Purpose of the Study:

  • To synthesize and characterize a novel hemicryptophane host, Hemicryptophane 3.
  • To evaluate the binding efficiency and selectivity of Hemicryptophane 3 for primary alkylammonium ions.
  • To explore the potential of Hemicryptophane 3 in neurotransmitter complexation.

Main Methods:

  • Synthesis of Hemicryptophane 3.
  • Binding studies using various primary alkylammonium ions.
  • Spectroscopic and crystallographic analyses.
  • Density functional theory (DFT) calculations.

Main Results:

  • Hemicryptophane 3 exhibited significantly enhanced binding constants (1000-fold higher) for primary alkylammonium ions compared to previously reported hosts.
  • The host demonstrated high selectivity for these guests.
  • Efficient complexation of dopamine was observed, indicating potential for neurotransmitter applications.
  • DFT calculations revealed key host-guest interactions and complementarities.

Conclusions:

  • Hemicryptophane 3 is a highly efficient and selective receptor for primary alkylammonium ions.
  • Its strong binding affinity and selectivity suggest utility in complexing biologically relevant molecules, such as neurotransmitters.
  • Computational insights support the observed binding behavior and highlight design principles for future receptors.

(Stored data entries)
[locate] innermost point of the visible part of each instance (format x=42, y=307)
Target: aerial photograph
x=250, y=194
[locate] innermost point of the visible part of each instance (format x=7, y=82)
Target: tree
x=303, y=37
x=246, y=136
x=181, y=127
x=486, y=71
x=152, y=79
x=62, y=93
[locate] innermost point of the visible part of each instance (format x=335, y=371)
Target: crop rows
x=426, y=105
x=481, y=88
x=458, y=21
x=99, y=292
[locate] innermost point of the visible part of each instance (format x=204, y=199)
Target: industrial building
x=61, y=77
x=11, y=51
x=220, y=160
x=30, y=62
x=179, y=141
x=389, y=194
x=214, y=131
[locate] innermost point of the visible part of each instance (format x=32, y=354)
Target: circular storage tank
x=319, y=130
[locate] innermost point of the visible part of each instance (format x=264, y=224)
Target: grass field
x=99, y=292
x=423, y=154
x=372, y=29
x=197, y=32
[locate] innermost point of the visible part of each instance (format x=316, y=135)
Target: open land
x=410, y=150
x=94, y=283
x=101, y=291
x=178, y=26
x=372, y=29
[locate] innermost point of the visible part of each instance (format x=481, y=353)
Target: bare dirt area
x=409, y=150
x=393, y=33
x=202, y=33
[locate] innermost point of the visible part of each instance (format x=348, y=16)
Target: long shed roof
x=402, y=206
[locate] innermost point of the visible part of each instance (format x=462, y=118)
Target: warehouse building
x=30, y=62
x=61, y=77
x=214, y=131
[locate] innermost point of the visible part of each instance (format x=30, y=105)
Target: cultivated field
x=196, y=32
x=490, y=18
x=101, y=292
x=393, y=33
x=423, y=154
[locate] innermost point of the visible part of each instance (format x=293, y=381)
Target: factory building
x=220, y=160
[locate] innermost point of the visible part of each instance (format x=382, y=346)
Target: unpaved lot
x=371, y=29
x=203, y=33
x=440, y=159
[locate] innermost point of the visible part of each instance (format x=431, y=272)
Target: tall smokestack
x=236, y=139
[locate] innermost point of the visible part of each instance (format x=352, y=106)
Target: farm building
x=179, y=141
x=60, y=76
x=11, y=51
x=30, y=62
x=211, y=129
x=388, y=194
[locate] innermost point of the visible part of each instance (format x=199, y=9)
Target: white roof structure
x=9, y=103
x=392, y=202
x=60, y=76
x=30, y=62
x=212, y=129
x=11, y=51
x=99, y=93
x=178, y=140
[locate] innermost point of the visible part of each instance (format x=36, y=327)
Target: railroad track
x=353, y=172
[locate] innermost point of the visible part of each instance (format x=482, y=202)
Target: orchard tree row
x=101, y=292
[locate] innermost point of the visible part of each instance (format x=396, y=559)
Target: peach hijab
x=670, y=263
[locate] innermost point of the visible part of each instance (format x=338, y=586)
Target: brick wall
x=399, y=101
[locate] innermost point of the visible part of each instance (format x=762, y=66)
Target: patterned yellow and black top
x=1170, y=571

Problem to solve:
Can you output the stretch of the study summary from "Purpose of the" through "and crystallographic analyses.", copied word for word?

Written answer:
Purpose of the Study:

  • To synthesize and characterize a novel hemicryptophane host, Hemicryptophane 3.
  • To evaluate the binding efficiency and selectivity of Hemicryptophane 3 for primary alkylammonium ions.
  • To explore the potential of Hemicryptophane 3 in neurotransmitter complexation.

Main Methods:

  • Synthesis of Hemicryptophane 3.
  • Binding studies using various primary alkylammonium ions.
  • Spectroscopic and crystallographic analyses.